▸ **Предложенный текст**:
^^^^^^^^

«Старики указывали направление молитвы на Каабу по опоре моста через Волгу, вспоминая расположение михраба»
Татары Костромы. Окончание. Исследование Рената Абянова и Марата Сафарова
Мы завершаем публикацию отчета из экспедиции Рената Абянова и Марата Сафарова в Костромскую область, сегодня речь пойдет о том, что случилось с местной слободой в последние 50 лет: удалось ли ей сохранить былые уклады? А в конце можно ознакомиться со словами, которые в ходу у татар Костромы.
Сегодня Татарская слобода полностью слилась с городом, заарканенная новыми мостами и шумными трассами. Молодое поколение костромичей почти не знает этого словосочетания, да и для многочисленных туристов, среди которых немало татар, слобода остается незаметной или, скорее, незамеченной достопримечательностью.
Как отмечают старожилы, до строительства современного моста через Черную речку в начале 1970-х годов, заменившего старый деревянный мост, связи между Татарской слободой и центральными районами города были не столь интенсивными, как сейчас, да и соседний район Черноречье не примыкал тогда вплотную, а отделялся не только устьем реки, но и лугом. Несколько наших собеседников считают строительство моста рубежом в истории слободы, когда старый уклад стал стремительно уходить. К этому времени часть жителей слободы выехала в другие районы Костромы, хотя и сохраняла связь с родовыми домами, родственниками и соседями. Учитывая, что жители слободы уже несколько советских десятилетий работали на предприятиях города и (как, собственно, и их дореволюционные предки) интегрировались в социальную структуру города, гораздо более важным фактором стал уход старшего поколения из жизни — свидетелей и носителей уникальной слободской культуры. Судя по воспоминаниям их детей и внуков, это были люди, еще существовавшие внутри татаро-мусульманской традиции, даже если и переходили в быту уже скорее на русский язык. Именно эту реальность удалось зафиксировать в своих экспедициях Фариде Шарифуллиной. Спустя полвека можно скорее собирать элементы традиционной культуры, сохраненные в памяти жителей слободы, в различных артефактах, например, трепетно сбереженном женском национальном костюме, бытовавшем у костромских татар в начале XX века, платках (называемых в слободе камиля) и в отмеченных ранее обрядах.

^^^^^^^^

▸ **Суть задания**:
Напишите продолжение приведенного выше текста о Татарской слободе Костромы, начиная сразу после его последнего предложения.

▸ **Сохранённые данные**:

^^^^^^^^

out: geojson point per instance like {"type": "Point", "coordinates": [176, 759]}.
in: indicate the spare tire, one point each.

^^^^^^^^

▸ **Письменный ответ**:
И все же слобода сохранилась. Будто сама атмосфера уютной, соразмерной человеку Костромы сберегла и эту часть старого волжского города. Хотя костромские татары ныне составляют меньшую часть населения слободы, топография и зоны концентрации общинной памяти (действующее мусульманское кладбище, места расположения мечети на берегу Волги и двора бывшей Татпромартели, где работали родители многих наших собеседников, краснокирпичные ворота старого дома Сиушевых на улице Ворошилова) остаются актуальными, наполненными нарративами и включенными в общинную историю.
Екатерина Сиушева:
Мечети я не видела. Когда приехала жить в слободу, уже весь порядок у Волги снесли. Я из деревни пришла в Кострому осенью 1945 года, всю войну провела в Спас-Ямщиках, с родителями в поле лен теребили. Спас-Ямщики расположены за большим селом Гридино. Когда-то в старину и Татарская слобода была причислена к нашей Гридинской волости.
Имена в слободе при советской власти продолжали давать по-татарски. Вот и нашему сыну мы дали имя Аюб. Приходили мужчины и имя давали.
С татарами в слободе я прожила всю жизнь, сейчас мне 89 лет. И работали вместе. Когда я работала в магазине, то подружилась с Соней Булатовой. Эта была коренная слободская семья. Знала и ее маму, Ханю, Ханифу.
Олег Сафонов:
На улице Транспортной жило много казанских татар, хотя по соседству и слободские — Сиушевы, Бильгильдеевы. К слободе подступали луга, так и говорили о людях, живших там, — луговые. На ночное туда уходили, пасли лошадей. Моя мать Амина Валеева работала конюхом, а ее отец был извозчиком. Татары в слободе любили лошадей, знали, как с ними обращаться. А мой отец приехал в Кострому из Татарстана, из Тетюшей.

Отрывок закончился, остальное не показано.